Task >>
Which lines in the rows below contain the word "road"? Report each such line in full, with case counting in the match.

## start Source material

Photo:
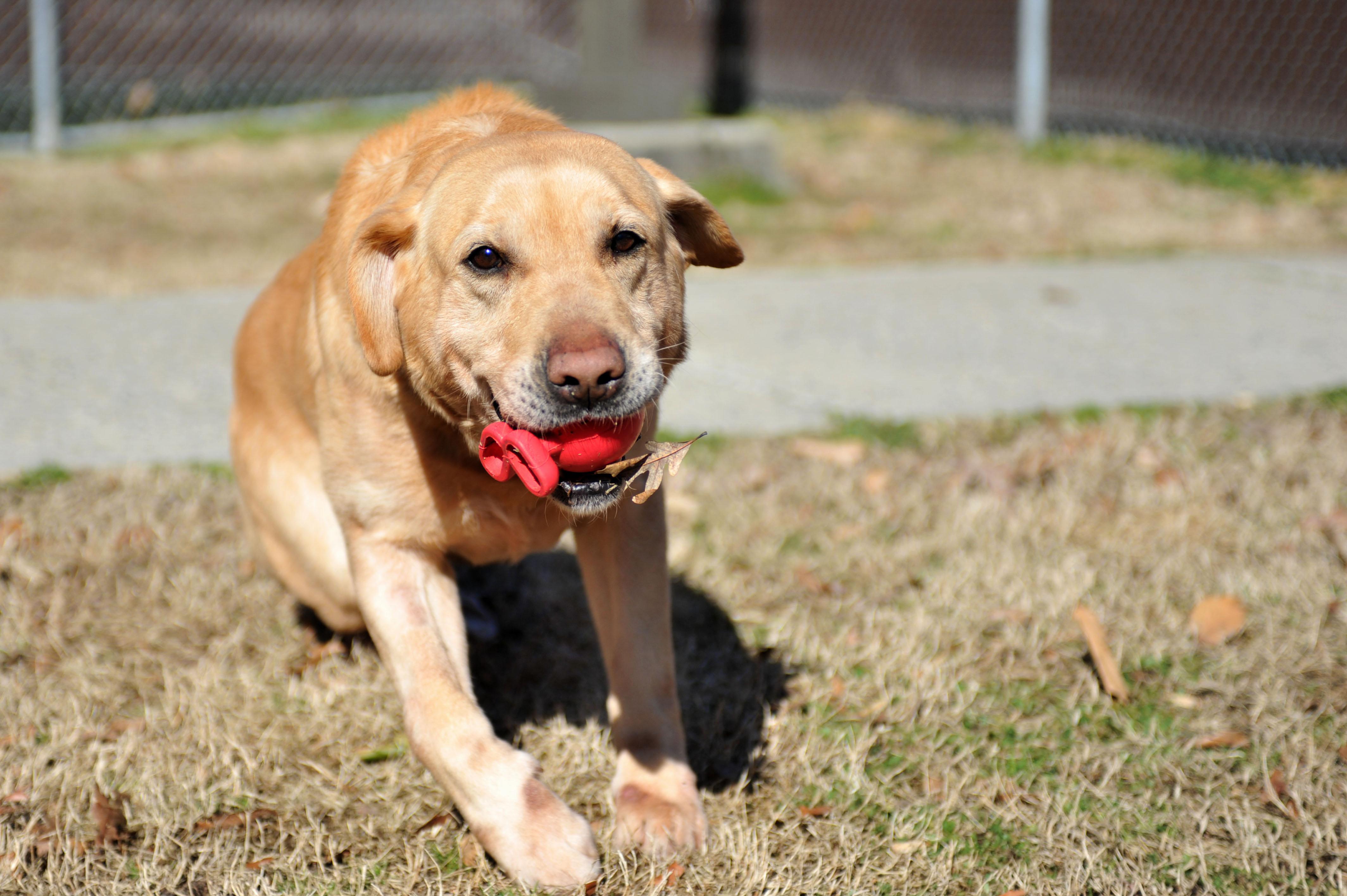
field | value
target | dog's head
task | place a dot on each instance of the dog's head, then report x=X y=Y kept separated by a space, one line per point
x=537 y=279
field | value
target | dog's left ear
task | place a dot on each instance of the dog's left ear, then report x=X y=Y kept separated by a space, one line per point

## end Source material
## start Source material

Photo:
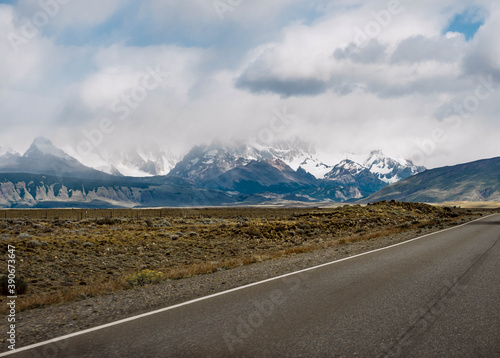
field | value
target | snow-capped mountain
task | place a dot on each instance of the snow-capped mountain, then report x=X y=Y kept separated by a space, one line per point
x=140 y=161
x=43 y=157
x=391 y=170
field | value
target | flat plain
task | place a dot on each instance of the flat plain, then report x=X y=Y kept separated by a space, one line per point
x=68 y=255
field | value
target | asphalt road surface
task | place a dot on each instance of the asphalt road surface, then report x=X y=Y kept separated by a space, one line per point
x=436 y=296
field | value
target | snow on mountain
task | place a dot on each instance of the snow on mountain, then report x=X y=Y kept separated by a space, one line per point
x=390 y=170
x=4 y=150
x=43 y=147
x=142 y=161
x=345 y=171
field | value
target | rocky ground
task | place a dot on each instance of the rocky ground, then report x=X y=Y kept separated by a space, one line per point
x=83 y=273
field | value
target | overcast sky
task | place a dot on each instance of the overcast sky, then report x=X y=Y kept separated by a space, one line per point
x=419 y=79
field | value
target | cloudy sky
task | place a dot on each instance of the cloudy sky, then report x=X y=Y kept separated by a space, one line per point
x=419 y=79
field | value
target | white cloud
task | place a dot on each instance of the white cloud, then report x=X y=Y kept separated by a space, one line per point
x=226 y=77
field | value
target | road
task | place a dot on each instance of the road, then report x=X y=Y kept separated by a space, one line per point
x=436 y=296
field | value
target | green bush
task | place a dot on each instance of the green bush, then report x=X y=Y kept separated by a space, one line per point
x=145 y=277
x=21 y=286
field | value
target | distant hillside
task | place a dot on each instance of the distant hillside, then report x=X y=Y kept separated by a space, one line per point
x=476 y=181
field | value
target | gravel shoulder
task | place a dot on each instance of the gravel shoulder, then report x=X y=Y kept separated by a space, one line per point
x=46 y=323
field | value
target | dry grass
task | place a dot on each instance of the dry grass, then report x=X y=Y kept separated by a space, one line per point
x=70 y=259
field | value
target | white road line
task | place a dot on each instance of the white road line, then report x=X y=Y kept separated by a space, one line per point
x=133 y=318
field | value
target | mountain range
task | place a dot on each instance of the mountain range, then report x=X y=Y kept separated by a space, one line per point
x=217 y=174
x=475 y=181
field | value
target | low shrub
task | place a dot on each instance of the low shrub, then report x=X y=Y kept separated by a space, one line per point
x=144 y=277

## end Source material

The answer >>
target | asphalt road surface
task | place a dot on each instance of the asphalt road surface, then report x=X y=Y kept separated by a space, one line per point
target | road
task | place a dot on each instance of the road, then report x=X y=Y kept separated by a space, one line per point
target | white road line
task | place a dot on each instance of the white road line, then report x=X y=Y kept separated by a space, one line per point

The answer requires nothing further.